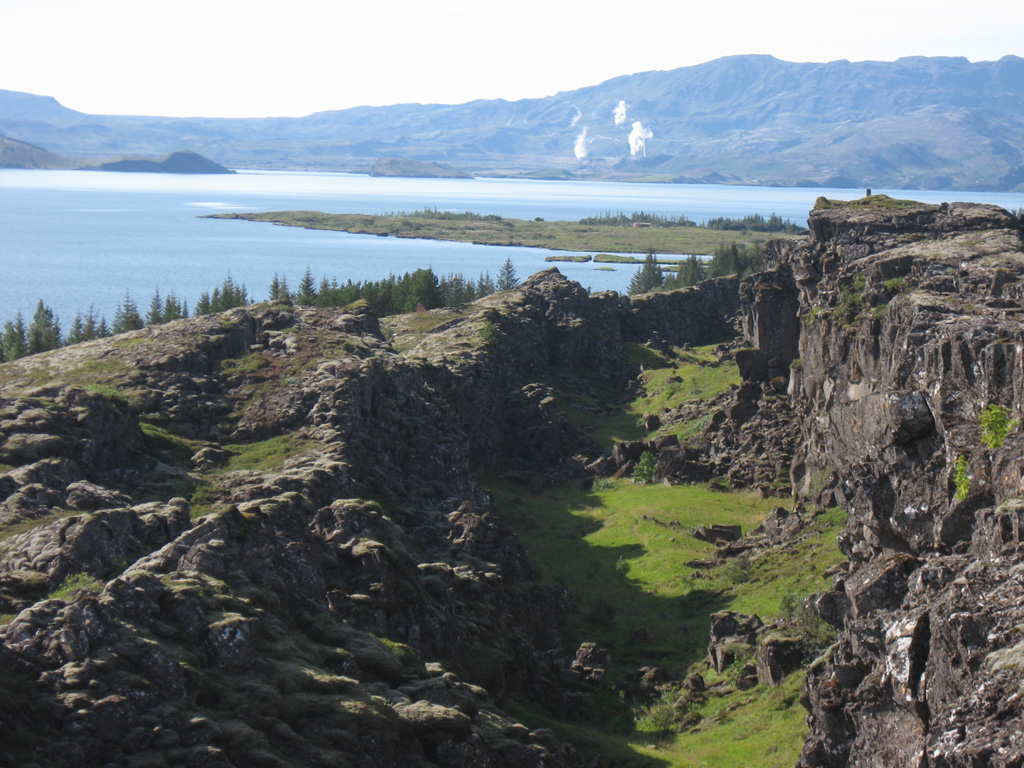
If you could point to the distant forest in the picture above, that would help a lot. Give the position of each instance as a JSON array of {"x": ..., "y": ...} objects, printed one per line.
[{"x": 393, "y": 295}]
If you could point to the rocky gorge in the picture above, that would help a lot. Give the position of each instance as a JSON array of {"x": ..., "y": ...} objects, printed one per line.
[{"x": 266, "y": 537}]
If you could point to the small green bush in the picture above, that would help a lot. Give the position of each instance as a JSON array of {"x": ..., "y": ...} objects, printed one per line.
[
  {"x": 962, "y": 477},
  {"x": 737, "y": 570},
  {"x": 895, "y": 285},
  {"x": 74, "y": 583},
  {"x": 643, "y": 473},
  {"x": 995, "y": 425}
]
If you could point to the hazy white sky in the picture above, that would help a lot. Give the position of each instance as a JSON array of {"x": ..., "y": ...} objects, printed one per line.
[{"x": 256, "y": 57}]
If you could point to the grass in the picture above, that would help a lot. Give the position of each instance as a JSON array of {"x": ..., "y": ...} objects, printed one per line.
[
  {"x": 76, "y": 583},
  {"x": 764, "y": 727},
  {"x": 264, "y": 455},
  {"x": 670, "y": 380},
  {"x": 871, "y": 201},
  {"x": 558, "y": 236},
  {"x": 622, "y": 551}
]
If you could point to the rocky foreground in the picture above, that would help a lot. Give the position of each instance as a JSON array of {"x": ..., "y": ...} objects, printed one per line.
[
  {"x": 260, "y": 538},
  {"x": 898, "y": 331},
  {"x": 255, "y": 539}
]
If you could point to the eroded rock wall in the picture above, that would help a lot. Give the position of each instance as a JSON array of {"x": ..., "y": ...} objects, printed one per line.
[
  {"x": 338, "y": 590},
  {"x": 908, "y": 327}
]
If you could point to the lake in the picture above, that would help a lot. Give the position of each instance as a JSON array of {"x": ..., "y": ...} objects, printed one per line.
[{"x": 80, "y": 239}]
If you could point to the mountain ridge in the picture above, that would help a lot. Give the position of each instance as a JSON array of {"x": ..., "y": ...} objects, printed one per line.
[{"x": 914, "y": 123}]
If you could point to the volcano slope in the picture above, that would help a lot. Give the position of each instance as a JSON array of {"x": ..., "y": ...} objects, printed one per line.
[
  {"x": 260, "y": 538},
  {"x": 255, "y": 539}
]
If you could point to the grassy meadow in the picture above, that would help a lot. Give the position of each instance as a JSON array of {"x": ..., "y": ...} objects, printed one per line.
[
  {"x": 644, "y": 588},
  {"x": 556, "y": 236}
]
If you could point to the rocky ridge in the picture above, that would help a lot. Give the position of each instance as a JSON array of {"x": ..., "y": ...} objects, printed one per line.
[
  {"x": 257, "y": 539},
  {"x": 897, "y": 327}
]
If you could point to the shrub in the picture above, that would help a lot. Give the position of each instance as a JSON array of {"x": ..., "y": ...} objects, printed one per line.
[
  {"x": 810, "y": 629},
  {"x": 962, "y": 478},
  {"x": 74, "y": 583},
  {"x": 995, "y": 425}
]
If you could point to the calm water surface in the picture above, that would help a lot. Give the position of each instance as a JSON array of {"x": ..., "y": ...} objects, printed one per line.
[{"x": 77, "y": 239}]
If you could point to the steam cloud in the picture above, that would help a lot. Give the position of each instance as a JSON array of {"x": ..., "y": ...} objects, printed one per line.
[
  {"x": 620, "y": 112},
  {"x": 581, "y": 144},
  {"x": 638, "y": 138}
]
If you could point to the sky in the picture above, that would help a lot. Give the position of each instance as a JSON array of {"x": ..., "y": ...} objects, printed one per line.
[{"x": 261, "y": 58}]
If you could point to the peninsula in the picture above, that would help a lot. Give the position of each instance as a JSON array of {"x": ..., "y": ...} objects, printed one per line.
[{"x": 612, "y": 235}]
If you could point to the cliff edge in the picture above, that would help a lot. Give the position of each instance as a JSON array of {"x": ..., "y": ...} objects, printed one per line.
[{"x": 896, "y": 328}]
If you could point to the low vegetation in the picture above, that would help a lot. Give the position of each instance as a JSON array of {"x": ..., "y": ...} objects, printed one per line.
[
  {"x": 625, "y": 551},
  {"x": 600, "y": 233}
]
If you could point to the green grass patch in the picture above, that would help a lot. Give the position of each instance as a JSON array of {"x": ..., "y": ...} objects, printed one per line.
[
  {"x": 265, "y": 454},
  {"x": 795, "y": 569},
  {"x": 764, "y": 727},
  {"x": 76, "y": 583},
  {"x": 238, "y": 367},
  {"x": 622, "y": 551},
  {"x": 872, "y": 201},
  {"x": 558, "y": 236},
  {"x": 24, "y": 525},
  {"x": 159, "y": 439}
]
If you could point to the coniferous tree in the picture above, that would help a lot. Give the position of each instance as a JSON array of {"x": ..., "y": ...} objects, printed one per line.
[
  {"x": 156, "y": 314},
  {"x": 76, "y": 333},
  {"x": 648, "y": 278},
  {"x": 90, "y": 326},
  {"x": 172, "y": 308},
  {"x": 307, "y": 290},
  {"x": 506, "y": 276},
  {"x": 484, "y": 285},
  {"x": 44, "y": 331}
]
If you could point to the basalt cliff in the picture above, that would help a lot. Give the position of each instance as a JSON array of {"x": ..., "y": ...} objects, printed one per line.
[
  {"x": 897, "y": 331},
  {"x": 257, "y": 538},
  {"x": 265, "y": 537}
]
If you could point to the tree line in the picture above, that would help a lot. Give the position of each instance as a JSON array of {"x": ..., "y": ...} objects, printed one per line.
[
  {"x": 392, "y": 295},
  {"x": 732, "y": 258},
  {"x": 755, "y": 222}
]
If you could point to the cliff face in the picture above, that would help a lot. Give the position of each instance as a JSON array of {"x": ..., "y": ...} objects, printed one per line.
[
  {"x": 338, "y": 590},
  {"x": 899, "y": 327}
]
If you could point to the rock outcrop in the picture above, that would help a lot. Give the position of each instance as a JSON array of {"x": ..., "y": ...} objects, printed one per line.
[{"x": 898, "y": 328}]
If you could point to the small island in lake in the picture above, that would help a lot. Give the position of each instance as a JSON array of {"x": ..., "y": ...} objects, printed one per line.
[{"x": 22, "y": 155}]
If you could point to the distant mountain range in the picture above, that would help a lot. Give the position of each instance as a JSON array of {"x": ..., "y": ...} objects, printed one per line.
[
  {"x": 14, "y": 154},
  {"x": 914, "y": 123}
]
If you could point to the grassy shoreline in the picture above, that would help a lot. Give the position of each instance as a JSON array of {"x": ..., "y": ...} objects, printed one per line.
[{"x": 495, "y": 230}]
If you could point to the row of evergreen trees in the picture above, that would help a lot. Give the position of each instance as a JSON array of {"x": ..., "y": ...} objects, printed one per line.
[
  {"x": 732, "y": 258},
  {"x": 392, "y": 295},
  {"x": 755, "y": 222}
]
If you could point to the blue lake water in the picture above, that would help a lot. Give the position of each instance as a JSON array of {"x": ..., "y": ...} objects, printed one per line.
[{"x": 77, "y": 239}]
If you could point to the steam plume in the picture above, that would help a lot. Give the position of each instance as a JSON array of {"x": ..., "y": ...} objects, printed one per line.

* [WHAT THE TASK REQUIRES]
Render every line of the rows above as a Markdown table with the columns No and Line, numbering each line and skipping blank lines. Leave the pictures out.

* [TASK ANSWER]
| No | Line |
|---|---|
| 1 | If you could point to the distant forest in the picture above, that would help a lot. Give the position of each instance as a JSON array of {"x": ..., "y": ...} objects, printed one per line. |
| 2 | [{"x": 393, "y": 295}] |
| 3 | If you could point to the rocky gorge in the picture above, that would help a lot. Give the position of each instance as a JSON array of {"x": ..., "y": ...} objects, printed one per line. |
| 4 | [{"x": 266, "y": 537}] |
| 5 | If you could point to the small green bush in the picture above, that would help a lot. Give the position of each instance as a JSON array of {"x": ..., "y": ...} objects, printed one per line. |
| 6 | [ |
| 7 |   {"x": 962, "y": 477}, |
| 8 |   {"x": 737, "y": 570}, |
| 9 |   {"x": 895, "y": 285}, |
| 10 |   {"x": 74, "y": 583}, |
| 11 |   {"x": 643, "y": 473}, |
| 12 |   {"x": 995, "y": 425} |
| 13 | ] |
| 14 | If you could point to the hazy white sky in the picture above, that would help a lot. Give the position of each instance as a JSON array of {"x": ..., "y": ...} objects, printed one per line. |
| 15 | [{"x": 256, "y": 57}] |
| 16 | If you could point to the grass in the picture above, that would help a lot. Give the position of each instance as a JSON array of {"x": ..., "y": ...} objects, printed one per line. |
| 17 | [ |
| 18 |   {"x": 76, "y": 583}, |
| 19 |   {"x": 764, "y": 727}, |
| 20 |   {"x": 264, "y": 455}, |
| 21 |   {"x": 670, "y": 380}, |
| 22 |   {"x": 871, "y": 201}, |
| 23 |   {"x": 558, "y": 236}, |
| 24 |   {"x": 622, "y": 551} |
| 25 | ] |
| 26 | If you could point to the rocky foreground in the picture above, that would help a lot. Give the position of each instance as a JSON array of {"x": ..., "y": ...} objects, printed one per line. |
| 27 | [ |
| 28 |   {"x": 260, "y": 538}, |
| 29 |   {"x": 898, "y": 331}, |
| 30 |   {"x": 255, "y": 539} |
| 31 | ] |
| 32 | If you could point to the eroded rock wall in the picture above, that would help a lot. Give the position of each instance as a JSON array of {"x": ..., "y": ...} objects, printed one per line. |
| 33 | [ |
| 34 |   {"x": 338, "y": 590}, |
| 35 |   {"x": 908, "y": 327} |
| 36 | ] |
| 37 | If you could point to the lake in the picture above, that would help a lot. Give the position of each instance as a JSON array of {"x": ..., "y": ...} objects, printed one per line. |
| 38 | [{"x": 80, "y": 239}] |
| 39 | If you could point to the mountain ridge in the picture above, that would help a lot. Give the position of each instance as a JSON array of {"x": ..., "y": ...} objects, printed one per line. |
| 40 | [{"x": 914, "y": 123}] |
| 41 | If you could point to the volcano slope in the picture above, that would help a lot. Give the position of each instance as a JSON array of {"x": ..., "y": ...} objects, printed one per line. |
| 42 | [ |
| 43 |   {"x": 260, "y": 538}, |
| 44 |   {"x": 255, "y": 539} |
| 45 | ] |
| 46 | If you could point to the grassy meadow in the picture above, that would help a lot. Give the position of each instance as a JSON array of {"x": ..., "y": ...} objects, printed one per line. |
| 47 | [ |
| 48 |   {"x": 644, "y": 588}, |
| 49 |   {"x": 556, "y": 236} |
| 50 | ] |
| 51 | If you could point to the rocky ridge in the picture above, that would help a lot. Give the position of each instance as a JSON array of {"x": ..., "y": ...} objects, printed one per line. |
| 52 | [ |
| 53 |   {"x": 257, "y": 539}, |
| 54 |   {"x": 897, "y": 327} |
| 55 | ] |
| 56 | If you could point to the shrub in the picture above, that would help a lot. Give the position of each instance as a JSON array of {"x": ..., "y": ...} objects, printed one per line. |
| 57 | [ |
| 58 |   {"x": 810, "y": 629}, |
| 59 |   {"x": 962, "y": 478}, |
| 60 |   {"x": 74, "y": 583}, |
| 61 |   {"x": 995, "y": 425} |
| 62 | ] |
| 63 | If you could point to the calm water surface in the picture above, that would help a lot. Give the position of each instance as a JSON array of {"x": ..., "y": ...} objects, printed one per line. |
| 64 | [{"x": 77, "y": 239}] |
| 65 | If you could point to the steam cloud in the picture above, that would help a lot. Give the position of each instance as a JSON array of {"x": ..., "y": ...} objects, printed one per line. |
| 66 | [ |
| 67 |   {"x": 620, "y": 112}, |
| 68 |   {"x": 581, "y": 144}, |
| 69 |   {"x": 638, "y": 138} |
| 70 | ] |
| 71 | If you could point to the sky in the picture above, that would help a lot. Give the position of each instance as a JSON array of {"x": ..., "y": ...} objects, printed one per line. |
| 72 | [{"x": 261, "y": 58}] |
| 73 | If you could point to the peninsula in the picture above, that would help a lot. Give the position of each instance as a JSON array of {"x": ..., "y": ...} objects, printed one per line. |
| 74 | [{"x": 612, "y": 235}] |
| 75 | If you could point to the cliff edge in the picture above, that would help a lot. Give the position of each instance as a JSON array of {"x": ..., "y": ...} objects, printed one per line. |
| 76 | [{"x": 896, "y": 328}] |
| 77 | If you could point to the low vegetation in the picture above, that would help a lot. Give the position of each instance as a JSON array of {"x": ..., "y": ...} objects, printed one per line. |
| 78 | [ |
| 79 |   {"x": 625, "y": 551}, |
| 80 |   {"x": 600, "y": 233} |
| 81 | ] |
| 82 | If you could point to the green grass patch in the picture above, that would help a lot. Give the position of each instance as a JSON array of {"x": ..., "y": ...} objects, printed one per line. |
| 83 | [ |
| 84 |   {"x": 265, "y": 454}, |
| 85 |   {"x": 795, "y": 569}, |
| 86 |   {"x": 764, "y": 727}, |
| 87 |   {"x": 76, "y": 583}, |
| 88 |   {"x": 238, "y": 367}, |
| 89 |   {"x": 622, "y": 551}, |
| 90 |   {"x": 872, "y": 201}, |
| 91 |   {"x": 558, "y": 236}, |
| 92 |   {"x": 24, "y": 525}, |
| 93 |   {"x": 159, "y": 439} |
| 94 | ] |
| 95 | If you could point to the coniferous tree in the picture above, that would help a lot. Give the position of each instance as a JSON array of {"x": ..., "y": ...} objects, printed one per line. |
| 96 | [ |
| 97 |   {"x": 156, "y": 314}, |
| 98 |   {"x": 76, "y": 333}, |
| 99 |   {"x": 648, "y": 278}, |
| 100 |   {"x": 90, "y": 326}, |
| 101 |   {"x": 172, "y": 308}, |
| 102 |   {"x": 307, "y": 290}, |
| 103 |   {"x": 506, "y": 276}, |
| 104 |   {"x": 484, "y": 285}, |
| 105 |   {"x": 44, "y": 331} |
| 106 | ] |
| 107 | If you could point to the basalt cliff in the picture above, that would help a lot. Give the position of each instance as a JSON array of {"x": ..., "y": ...} objects, printed one per line. |
| 108 | [ |
| 109 |   {"x": 897, "y": 331}, |
| 110 |   {"x": 257, "y": 538}, |
| 111 |   {"x": 265, "y": 537} |
| 112 | ] |
| 113 | If you could point to the tree line in the picture above, that would help a lot. Give the position of each instance as a JSON array of {"x": ..., "y": ...} objects, printed one per line. |
| 114 | [ |
| 115 |   {"x": 392, "y": 295}, |
| 116 |   {"x": 732, "y": 258}, |
| 117 |   {"x": 755, "y": 222} |
| 118 | ] |
| 119 | If you could point to the cliff face in the picture above, that would help a lot. Give the position of each instance as a JSON array of {"x": ..., "y": ...} objects, printed one per line. |
| 120 | [ |
| 121 |   {"x": 338, "y": 590}, |
| 122 |   {"x": 899, "y": 327} |
| 123 | ] |
| 124 | If you could point to the rock outcrop in the picture above, that would help a lot. Give the position of each instance as a JSON array of {"x": ..., "y": ...} objects, printed one per line. |
| 125 | [{"x": 898, "y": 328}] |
| 126 | If you could point to the small island in lake in the picture above, that would help a lot. Give the position of each instance as a JSON array of {"x": ..., "y": ...} objects, printed one per line. |
| 127 | [{"x": 22, "y": 155}] |
| 128 | If you could point to the distant mountain range in the picture above, that would help a lot. Give the position of each instance as a JSON array of {"x": ..., "y": ...} objects, printed one per line. |
| 129 | [ |
| 130 |   {"x": 14, "y": 154}, |
| 131 |   {"x": 914, "y": 123} |
| 132 | ] |
| 133 | If you could point to the grassy shoreline in the picture above, that would help a lot. Give the position of each instance as a JSON array of {"x": ..., "y": ...} objects, printed one per line. |
| 134 | [{"x": 495, "y": 230}] |
| 135 | If you could point to the row of evergreen trees in the picture above, that would help a lot. Give the position of each instance as a JSON array of {"x": ..., "y": ...} objects, printed one per line. |
| 136 | [ |
| 137 |   {"x": 732, "y": 258}, |
| 138 |   {"x": 392, "y": 295}, |
| 139 |   {"x": 755, "y": 222} |
| 140 | ] |
| 141 | If you could point to the blue lake water in the picture above, that would help a lot. Give the position of each instance as a JSON array of {"x": ..., "y": ...} objects, printed one per line. |
| 142 | [{"x": 77, "y": 239}] |
| 143 | If you could point to the steam plume in the picture above, that would help a lot. Give the position of each instance as a JSON array of {"x": ..., "y": ...} objects, printed one per line. |